/---

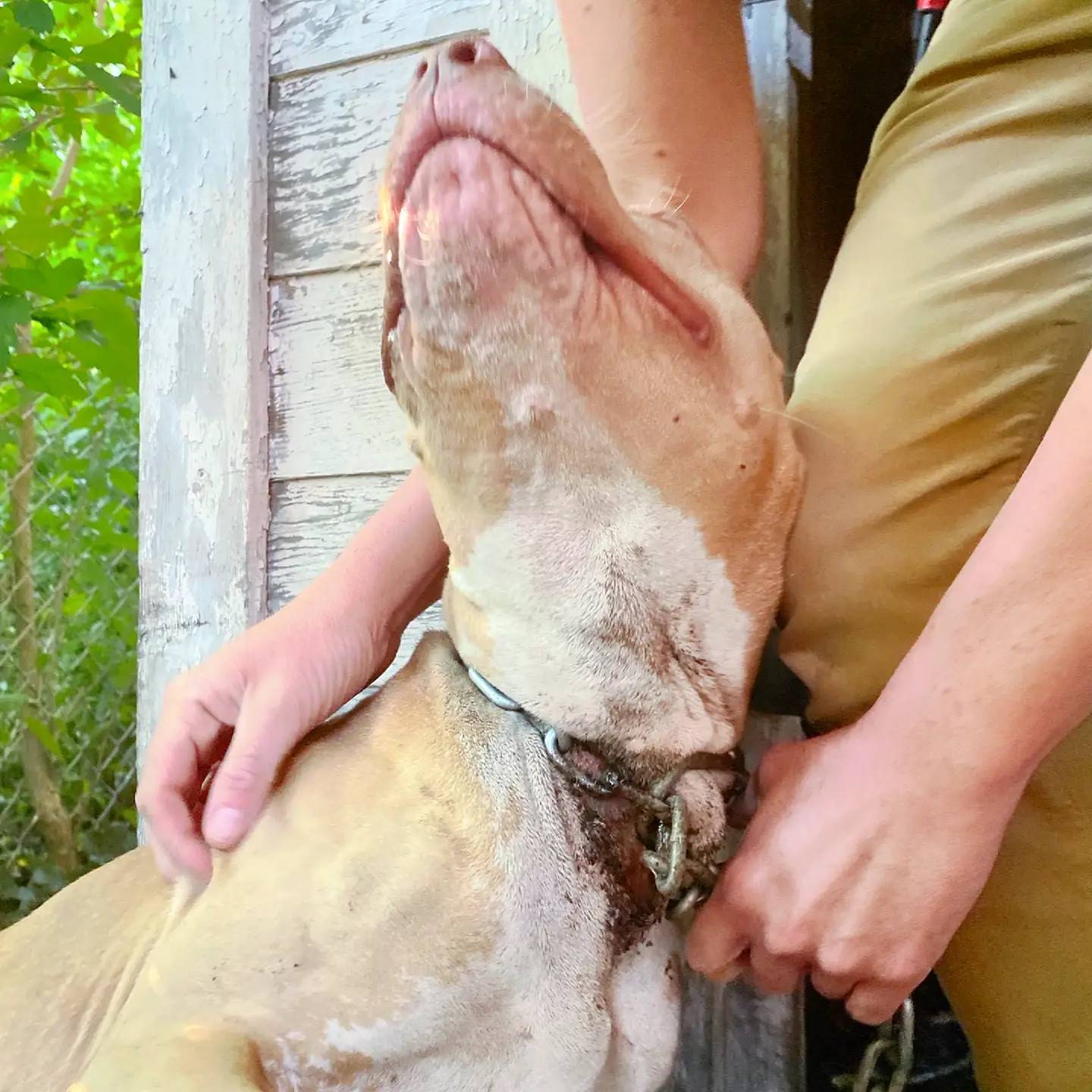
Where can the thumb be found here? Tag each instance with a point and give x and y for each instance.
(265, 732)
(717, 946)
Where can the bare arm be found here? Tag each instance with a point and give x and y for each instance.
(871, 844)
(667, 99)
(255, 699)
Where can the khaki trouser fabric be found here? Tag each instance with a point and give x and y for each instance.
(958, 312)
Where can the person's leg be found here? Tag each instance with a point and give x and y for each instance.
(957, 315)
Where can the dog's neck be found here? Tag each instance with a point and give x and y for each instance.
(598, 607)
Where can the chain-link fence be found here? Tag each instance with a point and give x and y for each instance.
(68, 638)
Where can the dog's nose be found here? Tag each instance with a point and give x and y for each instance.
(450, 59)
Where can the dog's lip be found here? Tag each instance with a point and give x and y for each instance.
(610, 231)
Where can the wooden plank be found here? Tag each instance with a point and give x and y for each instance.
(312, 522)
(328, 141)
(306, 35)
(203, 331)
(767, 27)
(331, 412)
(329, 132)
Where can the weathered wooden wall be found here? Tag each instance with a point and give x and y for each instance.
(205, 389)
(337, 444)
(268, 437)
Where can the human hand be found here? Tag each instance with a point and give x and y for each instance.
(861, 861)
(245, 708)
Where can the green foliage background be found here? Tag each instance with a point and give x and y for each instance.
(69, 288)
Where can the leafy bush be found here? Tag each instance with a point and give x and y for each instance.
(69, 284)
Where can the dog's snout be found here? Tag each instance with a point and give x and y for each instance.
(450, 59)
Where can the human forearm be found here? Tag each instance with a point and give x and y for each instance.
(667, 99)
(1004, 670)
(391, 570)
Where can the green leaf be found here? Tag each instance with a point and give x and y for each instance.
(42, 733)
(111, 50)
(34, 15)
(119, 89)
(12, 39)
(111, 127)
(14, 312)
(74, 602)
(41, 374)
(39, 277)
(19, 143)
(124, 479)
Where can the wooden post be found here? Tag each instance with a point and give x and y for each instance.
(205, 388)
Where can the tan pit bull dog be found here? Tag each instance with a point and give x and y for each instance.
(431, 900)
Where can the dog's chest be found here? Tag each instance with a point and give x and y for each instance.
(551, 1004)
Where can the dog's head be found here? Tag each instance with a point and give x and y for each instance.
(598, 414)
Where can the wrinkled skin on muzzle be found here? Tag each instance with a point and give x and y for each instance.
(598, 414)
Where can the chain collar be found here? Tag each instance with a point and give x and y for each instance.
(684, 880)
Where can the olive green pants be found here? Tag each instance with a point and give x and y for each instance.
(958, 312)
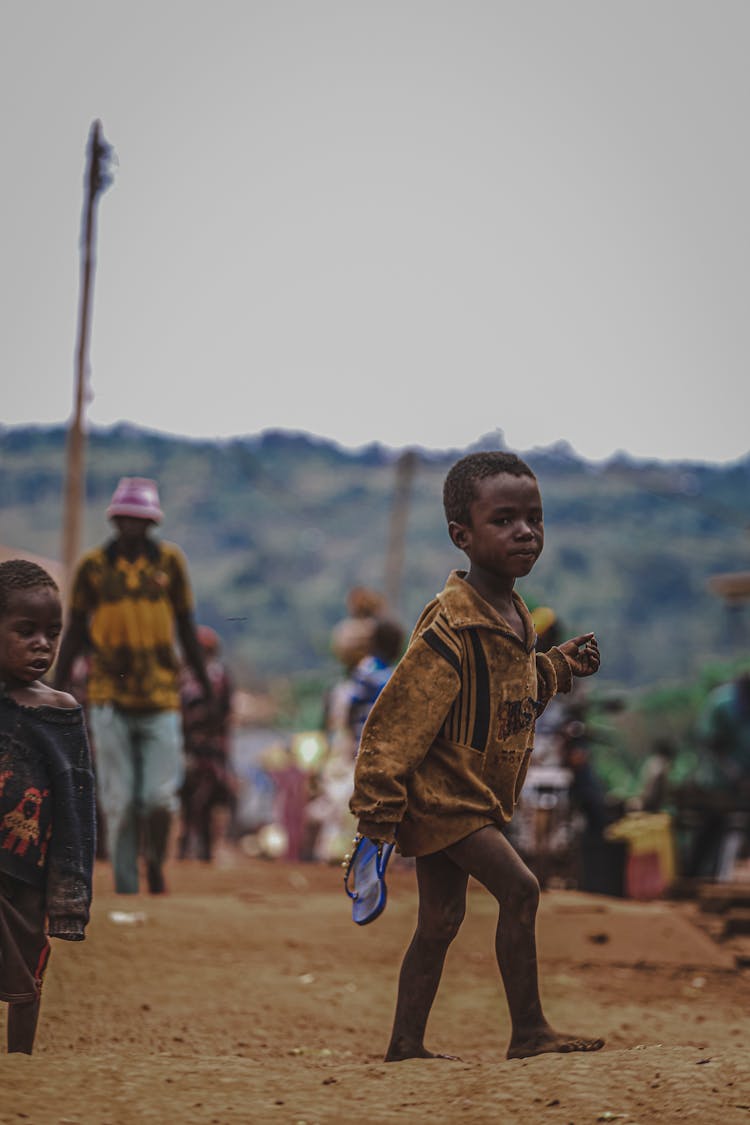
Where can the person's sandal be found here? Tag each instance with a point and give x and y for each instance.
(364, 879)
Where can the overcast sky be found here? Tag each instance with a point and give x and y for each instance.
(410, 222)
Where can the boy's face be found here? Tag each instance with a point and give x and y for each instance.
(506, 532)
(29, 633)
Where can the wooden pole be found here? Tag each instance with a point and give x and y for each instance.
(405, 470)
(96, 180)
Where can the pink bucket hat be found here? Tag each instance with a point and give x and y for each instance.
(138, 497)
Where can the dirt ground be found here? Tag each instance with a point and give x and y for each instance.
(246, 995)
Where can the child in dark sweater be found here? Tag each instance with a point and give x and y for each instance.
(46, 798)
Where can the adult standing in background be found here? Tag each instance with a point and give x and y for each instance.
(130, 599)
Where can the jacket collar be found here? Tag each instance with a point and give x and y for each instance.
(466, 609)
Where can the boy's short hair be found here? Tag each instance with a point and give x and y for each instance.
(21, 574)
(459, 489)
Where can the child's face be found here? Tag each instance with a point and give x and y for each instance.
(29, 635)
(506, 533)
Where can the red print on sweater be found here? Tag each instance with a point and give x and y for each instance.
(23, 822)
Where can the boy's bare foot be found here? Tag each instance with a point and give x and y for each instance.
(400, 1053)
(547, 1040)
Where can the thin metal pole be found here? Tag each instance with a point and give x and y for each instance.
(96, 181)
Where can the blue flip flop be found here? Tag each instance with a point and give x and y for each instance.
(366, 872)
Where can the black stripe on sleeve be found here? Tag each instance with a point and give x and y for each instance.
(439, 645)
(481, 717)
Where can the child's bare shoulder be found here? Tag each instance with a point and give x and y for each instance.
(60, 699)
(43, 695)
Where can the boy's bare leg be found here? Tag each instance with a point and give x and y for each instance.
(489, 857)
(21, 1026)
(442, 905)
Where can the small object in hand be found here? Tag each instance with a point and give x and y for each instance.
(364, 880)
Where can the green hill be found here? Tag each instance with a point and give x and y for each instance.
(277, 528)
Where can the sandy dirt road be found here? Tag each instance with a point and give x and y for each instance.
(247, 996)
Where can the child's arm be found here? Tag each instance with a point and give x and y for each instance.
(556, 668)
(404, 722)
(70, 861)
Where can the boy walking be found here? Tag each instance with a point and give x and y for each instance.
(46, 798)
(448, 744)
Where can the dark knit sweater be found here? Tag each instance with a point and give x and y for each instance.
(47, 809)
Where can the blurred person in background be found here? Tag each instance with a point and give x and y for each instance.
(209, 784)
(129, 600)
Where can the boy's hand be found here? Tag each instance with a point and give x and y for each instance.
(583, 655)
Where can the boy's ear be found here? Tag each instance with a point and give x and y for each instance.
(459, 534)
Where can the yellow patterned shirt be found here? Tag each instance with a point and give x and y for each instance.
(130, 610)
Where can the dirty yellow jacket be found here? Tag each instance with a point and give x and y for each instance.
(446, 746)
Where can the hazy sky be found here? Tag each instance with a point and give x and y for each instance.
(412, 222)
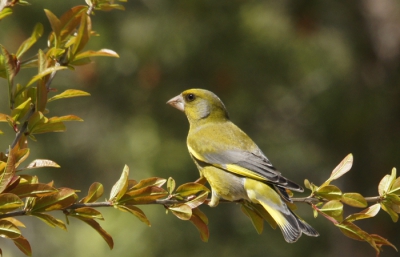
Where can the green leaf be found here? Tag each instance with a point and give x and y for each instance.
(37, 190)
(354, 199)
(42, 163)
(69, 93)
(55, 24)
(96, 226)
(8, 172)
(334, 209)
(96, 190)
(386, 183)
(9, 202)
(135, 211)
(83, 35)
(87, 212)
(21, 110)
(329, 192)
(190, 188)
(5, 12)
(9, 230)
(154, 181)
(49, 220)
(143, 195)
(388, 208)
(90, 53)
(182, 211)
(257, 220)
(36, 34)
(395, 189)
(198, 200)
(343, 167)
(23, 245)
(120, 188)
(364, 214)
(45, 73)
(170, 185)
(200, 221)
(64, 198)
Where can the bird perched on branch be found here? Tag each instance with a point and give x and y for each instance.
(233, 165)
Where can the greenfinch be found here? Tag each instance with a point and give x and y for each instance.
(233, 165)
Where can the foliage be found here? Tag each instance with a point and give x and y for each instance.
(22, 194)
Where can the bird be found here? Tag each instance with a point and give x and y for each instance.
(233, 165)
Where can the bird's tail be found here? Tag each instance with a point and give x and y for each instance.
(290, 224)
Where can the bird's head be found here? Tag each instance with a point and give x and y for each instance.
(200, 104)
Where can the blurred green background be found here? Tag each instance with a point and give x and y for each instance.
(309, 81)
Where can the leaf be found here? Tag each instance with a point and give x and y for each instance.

\---

Exercise:
Please render the entries above as a numbered list, omitting the pictures and any blank lines.

Response to the task:
1. Where can the thumb be found here? Tag each instance with a point and give x and y for each instance.
2. (265, 732)
3. (717, 946)
4. Where can the bare arm be found here? Tag each instance with a point and give x and y for each instance.
5. (871, 844)
6. (667, 99)
7. (255, 699)
8. Where can the khaki trouser fabric be found here? Tag each instance with a point and give x and y for each instance.
9. (958, 312)
10. Where can the person's leg be found here? Tag each instance with a point and give x and y for each instance.
11. (957, 315)
12. Where can the dog's neck be found here? Tag each instance with a point and give x and y for each instance.
13. (598, 607)
14. Where can the chain-link fence be found here? Tag each instance with a point and give x and y for each instance.
15. (68, 638)
16. Where can the dog's nose be found here? Tag each instance with a point and give x and y for each instance.
17. (450, 59)
18. Where can the dog's lip be found here? Tag each instance with a point and give x and y for each instance.
19. (610, 231)
20. Where can the wooden plank be found here? Tag each instance with a point and give x and y for each instance.
21. (312, 522)
22. (328, 141)
23. (306, 35)
24. (203, 331)
25. (767, 27)
26. (331, 412)
27. (329, 132)
28. Where can the weathered wooden wall be found here? Tag each instance with a point and give x and y for each instance.
29. (205, 389)
30. (337, 444)
31. (268, 437)
32. Where can the human hand be found here? Tag each instance with a point and give x and y for each instance.
33. (861, 861)
34. (245, 708)
35. Where can the green foliage background be found here? Tag each instance with a point and give x and y for each instance.
36. (69, 288)
37. Where can the leafy bush be found here? Tag each instance with a point and give x and y for each instance.
38. (69, 284)
39. Where can the dog's snout be found here? Tag each instance with a point and give x and y for each instance.
40. (450, 59)
41. Where can the human forearm be found here? Tag each instance with a point and give x and y for each instance.
42. (667, 99)
43. (1004, 670)
44. (391, 570)
45. Where can the green leaf be found here? Tag each instance with a point and give x and y for each instance.
46. (42, 733)
47. (111, 50)
48. (34, 15)
49. (119, 89)
50. (12, 39)
51. (111, 127)
52. (14, 312)
53. (74, 602)
54. (41, 374)
55. (39, 277)
56. (19, 143)
57. (124, 479)
58. Where can the wooden post be found here? Tag each instance with a point and give x and y for each instance.
59. (205, 388)
60. Where can the tan pit bull dog be found here? Tag each instance with a point and give x and y for each instance.
61. (431, 900)
62. Where can the dog's chest be found here? Tag each instance with a point and give x and y for each instance.
63. (551, 1004)
64. Where can the dog's head be found here? Tag each instance with a point and give x and y for each instance.
65. (598, 414)
66. Where can the wrinkled skin on muzzle be found here? Tag each instance with a point and give x and y for each instance.
67. (598, 414)
68. Where can the chain collar be found here? Tag each instance with a point and give x and y for each instance.
69. (684, 880)
70. Where can the olive green pants be found here? Tag each instance with a point and give x and y for each instance.
71. (958, 312)
72. Where can the person's sandal be found here? Tag each instance with a point and give x and y for each instance.
73. (364, 879)
74. Where can the overcast sky be found here? Tag each instance with a point and give x and y for each instance.
75. (410, 222)
76. Where can the boy's face be found here? Tag each instance with a point and give x and y for each instance.
77. (506, 532)
78. (29, 633)
79. Where can the wooden pole be found here? Tag each instance with a point and give x and y for each instance.
80. (405, 470)
81. (96, 180)
82. Where can the pink bucket hat be found here? Tag each instance with a point and give x and y for each instance.
83. (138, 497)
84. Where can the dirt ground be found here? Tag each instance with a point and give x and y for each instance.
85. (246, 995)
86. Where can the child in dark sweater be found here? Tag each instance with a point and give x and y for each instance.
87. (46, 798)
88. Where can the adult standing in background be found here? Tag each instance with a point and give x and y for each instance.
89. (130, 599)
90. Where can the jacket collar be found here? Tag each instance with a point and give x and y for each instance.
91. (466, 609)
92. Where can the boy's short hair be found here? Tag each instance with a point and give x and y for each instance.
93. (21, 574)
94. (459, 489)
95. Where can the child's face be found here? Tag each instance with a point and give x and y for each instance.
96. (29, 635)
97. (506, 533)
98. Where can the red print on sweater be found here? Tag each instance with a point and give x and y for each instance.
99. (23, 822)
100. Where can the boy's bare foot be found here? Tag each instance with a point and give x and y for each instance.
101. (400, 1053)
102. (547, 1040)
103. Where can the thin metal pole be found here? Tag each instance with a point and give x and y for each instance.
104. (96, 181)
105. Where can the blue flip flop be found here? Tag each instance with a point and give x and y for each instance.
106. (366, 872)
107. Where can the black stripe on sleeve be found here? Tag each instance with a point and give x and y for each instance.
108. (439, 645)
109. (481, 717)
110. Where can the child's bare shoulder be found here? Tag each instance with a point and give x and y for each instance.
111. (60, 699)
112. (43, 695)
113. Where can the boy's bare leg be found here? Tag each instance with a point and give x and y for each instance.
114. (489, 857)
115. (21, 1026)
116. (442, 905)
117. Where can the small object in hand be found here? Tag each instance with a point and give x and y for each instance.
118. (364, 880)
119. Where can the green hill be found here? Tag each instance with a point and give x and y for each instance.
120. (277, 528)
121. Where can the sandy dirt road be found here? Tag each instance with a point and give x and y for each instance.
122. (247, 996)
123. Where can the child's arm be found here? Tag each instance with a point and give x and y for each instance.
124. (556, 668)
125. (404, 722)
126. (70, 861)
127. Where can the boy walking be found here? Tag each instance with a point and give x and y for each instance.
128. (46, 798)
129. (448, 744)
130. Where can the dark knit sweater be found here? Tag each instance with a point and give x and y for each instance.
131. (47, 809)
132. Where can the blurred person in background be found here? Tag each instance with a point and give x and y for each instance.
133. (209, 784)
134. (129, 600)
135. Where can the boy's hand be found here? Tag each instance with a point and give x and y for each instance.
136. (583, 655)
137. Where can the boy's ear be found here? Tag each instance with a point and give x and y for each instance.
138. (459, 534)
139. Where can the yellow patterned shirt be found here? Tag each instance with a point and give x and y for each instance.
140. (130, 610)
141. Where can the dirty yellow jacket be found here? Tag each instance with a point and give x and y for each instance.
142. (446, 746)
143. Where can the hazy sky be found here? Tag each instance with a point and give x and y for each instance.
144. (412, 222)
145. Where can the green leaf be found here? Tag each instance with a point and give x and y for each instance.
146. (37, 190)
147. (354, 199)
148. (42, 163)
149. (69, 93)
150. (55, 24)
151. (96, 226)
152. (8, 172)
153. (334, 209)
154. (96, 190)
155. (386, 183)
156. (9, 202)
157. (135, 211)
158. (83, 35)
159. (87, 212)
160. (21, 110)
161. (329, 192)
162. (190, 188)
163. (5, 12)
164. (9, 230)
165. (154, 181)
166. (49, 220)
167. (143, 195)
168. (388, 208)
169. (90, 53)
170. (182, 211)
171. (257, 220)
172. (36, 34)
173. (395, 189)
174. (198, 200)
175. (343, 167)
176. (23, 245)
177. (120, 188)
178. (364, 214)
179. (45, 73)
180. (170, 185)
181. (200, 221)
182. (64, 198)
183. Where can the bird perched on branch be found here? Tag each instance with a point and give x and y for each instance.
184. (233, 165)
185. Where can the greenfinch be found here? Tag each instance with a point and give x and y for each instance.
186. (233, 165)
187. Where can the foliage be found here? Tag each instance with a point and give x and y for each instance.
188. (22, 194)
189. Where can the bird be found here? Tag each instance with a point and give x and y for each instance.
190. (233, 165)
191. Where can the bird's tail be found here? Tag each instance with a point and give x and y for each instance.
192. (290, 224)
193. Where can the bird's head be found here? Tag each instance with a point and give x and y for each instance.
194. (200, 104)
195. Where can the blurred green background be found here? Tag each instance with a point and give x and y for each instance.
196. (309, 81)
197. Where can the leaf be found here? Tag each instance with a point and give x and y for each instance.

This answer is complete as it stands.